_Exercise prompt_
Report each line below that carries the word "exact".

━━ Material for this task ━━

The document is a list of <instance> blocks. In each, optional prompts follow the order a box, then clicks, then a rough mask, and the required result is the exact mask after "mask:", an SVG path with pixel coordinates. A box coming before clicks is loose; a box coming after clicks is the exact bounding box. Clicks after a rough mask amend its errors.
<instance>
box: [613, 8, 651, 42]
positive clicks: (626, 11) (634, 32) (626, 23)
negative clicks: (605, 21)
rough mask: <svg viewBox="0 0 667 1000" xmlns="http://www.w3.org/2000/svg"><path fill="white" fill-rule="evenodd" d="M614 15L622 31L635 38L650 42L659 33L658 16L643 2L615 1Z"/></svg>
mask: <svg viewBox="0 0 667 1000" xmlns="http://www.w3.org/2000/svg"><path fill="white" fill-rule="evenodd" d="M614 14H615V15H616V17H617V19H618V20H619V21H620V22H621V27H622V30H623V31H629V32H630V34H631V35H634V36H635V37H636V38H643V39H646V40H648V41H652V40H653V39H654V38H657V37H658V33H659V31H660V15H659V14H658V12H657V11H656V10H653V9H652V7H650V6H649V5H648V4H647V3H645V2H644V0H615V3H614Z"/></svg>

━━━
━━ Material for this task ━━

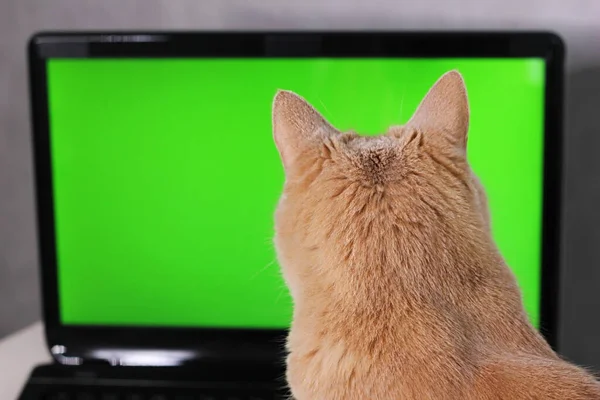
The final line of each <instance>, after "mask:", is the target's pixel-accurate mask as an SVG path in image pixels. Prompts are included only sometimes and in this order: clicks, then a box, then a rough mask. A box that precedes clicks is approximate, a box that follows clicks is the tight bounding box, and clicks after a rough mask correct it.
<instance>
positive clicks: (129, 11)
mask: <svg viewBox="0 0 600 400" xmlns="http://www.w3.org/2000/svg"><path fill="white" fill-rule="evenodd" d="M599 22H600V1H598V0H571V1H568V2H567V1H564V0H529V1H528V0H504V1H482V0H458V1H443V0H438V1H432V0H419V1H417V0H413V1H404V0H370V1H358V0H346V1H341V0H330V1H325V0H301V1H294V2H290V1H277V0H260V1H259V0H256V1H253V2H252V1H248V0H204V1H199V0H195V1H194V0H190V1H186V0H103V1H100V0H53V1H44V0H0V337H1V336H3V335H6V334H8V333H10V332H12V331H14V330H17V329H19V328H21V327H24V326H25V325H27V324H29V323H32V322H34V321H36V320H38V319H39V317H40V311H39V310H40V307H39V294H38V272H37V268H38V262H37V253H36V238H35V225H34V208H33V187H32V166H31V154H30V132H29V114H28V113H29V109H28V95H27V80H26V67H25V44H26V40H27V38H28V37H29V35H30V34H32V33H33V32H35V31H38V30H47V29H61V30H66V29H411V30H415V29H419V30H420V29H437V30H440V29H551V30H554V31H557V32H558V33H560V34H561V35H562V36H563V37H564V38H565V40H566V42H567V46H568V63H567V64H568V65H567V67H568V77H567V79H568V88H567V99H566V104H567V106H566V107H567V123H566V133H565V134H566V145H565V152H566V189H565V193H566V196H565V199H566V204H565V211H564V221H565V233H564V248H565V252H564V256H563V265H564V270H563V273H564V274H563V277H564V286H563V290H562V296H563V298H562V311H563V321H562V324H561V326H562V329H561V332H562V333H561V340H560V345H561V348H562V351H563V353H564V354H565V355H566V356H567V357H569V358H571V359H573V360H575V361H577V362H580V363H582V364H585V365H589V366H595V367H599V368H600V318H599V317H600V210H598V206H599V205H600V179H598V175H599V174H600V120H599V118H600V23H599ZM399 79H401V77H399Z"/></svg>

━━━
━━ Material for this task ━━

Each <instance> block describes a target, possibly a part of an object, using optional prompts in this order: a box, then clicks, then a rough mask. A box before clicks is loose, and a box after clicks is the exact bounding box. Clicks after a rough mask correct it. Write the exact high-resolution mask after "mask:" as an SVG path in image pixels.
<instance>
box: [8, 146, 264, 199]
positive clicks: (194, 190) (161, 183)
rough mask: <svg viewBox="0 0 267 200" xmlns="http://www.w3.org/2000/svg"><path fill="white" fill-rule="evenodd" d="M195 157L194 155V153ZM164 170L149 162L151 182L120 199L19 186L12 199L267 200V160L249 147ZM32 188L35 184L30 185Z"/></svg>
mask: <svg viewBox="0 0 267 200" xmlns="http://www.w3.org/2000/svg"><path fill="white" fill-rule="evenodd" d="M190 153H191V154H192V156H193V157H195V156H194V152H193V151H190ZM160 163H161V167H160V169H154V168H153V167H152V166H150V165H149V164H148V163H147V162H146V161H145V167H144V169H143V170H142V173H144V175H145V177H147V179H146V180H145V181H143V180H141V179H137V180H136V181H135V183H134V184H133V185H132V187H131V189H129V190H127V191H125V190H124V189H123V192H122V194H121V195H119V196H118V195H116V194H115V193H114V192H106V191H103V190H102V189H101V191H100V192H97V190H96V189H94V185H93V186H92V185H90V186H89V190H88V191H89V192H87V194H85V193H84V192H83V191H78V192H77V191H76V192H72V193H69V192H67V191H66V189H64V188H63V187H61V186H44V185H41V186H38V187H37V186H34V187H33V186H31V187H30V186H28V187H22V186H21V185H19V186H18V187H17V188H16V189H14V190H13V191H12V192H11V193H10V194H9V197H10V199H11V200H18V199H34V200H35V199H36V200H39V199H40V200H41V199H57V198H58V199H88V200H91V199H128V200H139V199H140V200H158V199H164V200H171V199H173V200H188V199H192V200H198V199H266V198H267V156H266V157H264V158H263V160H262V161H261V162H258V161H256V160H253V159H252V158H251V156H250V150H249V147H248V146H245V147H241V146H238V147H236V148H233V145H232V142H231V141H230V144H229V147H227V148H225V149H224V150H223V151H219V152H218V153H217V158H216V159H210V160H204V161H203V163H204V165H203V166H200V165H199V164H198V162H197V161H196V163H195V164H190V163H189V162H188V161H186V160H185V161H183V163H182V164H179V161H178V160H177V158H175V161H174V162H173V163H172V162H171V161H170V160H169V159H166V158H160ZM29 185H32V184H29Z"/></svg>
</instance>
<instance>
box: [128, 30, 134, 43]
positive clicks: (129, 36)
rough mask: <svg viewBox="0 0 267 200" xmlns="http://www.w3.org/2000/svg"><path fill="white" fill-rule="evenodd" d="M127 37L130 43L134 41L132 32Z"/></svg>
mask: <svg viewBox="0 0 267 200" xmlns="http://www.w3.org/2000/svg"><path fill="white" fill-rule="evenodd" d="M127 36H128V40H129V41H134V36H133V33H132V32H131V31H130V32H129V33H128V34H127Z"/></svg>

━━━

_Output of the task_
The document is a list of <instance> blocks. In each, optional prompts follow the order a box, then clicks, then a rough mask, and the required result is the exact mask after "mask:", an SVG path with pixel coordinates. A box coming before clicks is loose; a box coming after clicks is the exact bounding box. Clicks after a rough mask amend its errors.
Each <instance> block describes a target, possibly a part of an object, using optional prompts in this order: a box, then clicks, then a rough mask. A box before clicks is loose, and a box after clicks is the exact bounding box. Clicks after a rough mask correct it. Write the exact high-resolution mask after "mask:" as an SVG path in image pixels.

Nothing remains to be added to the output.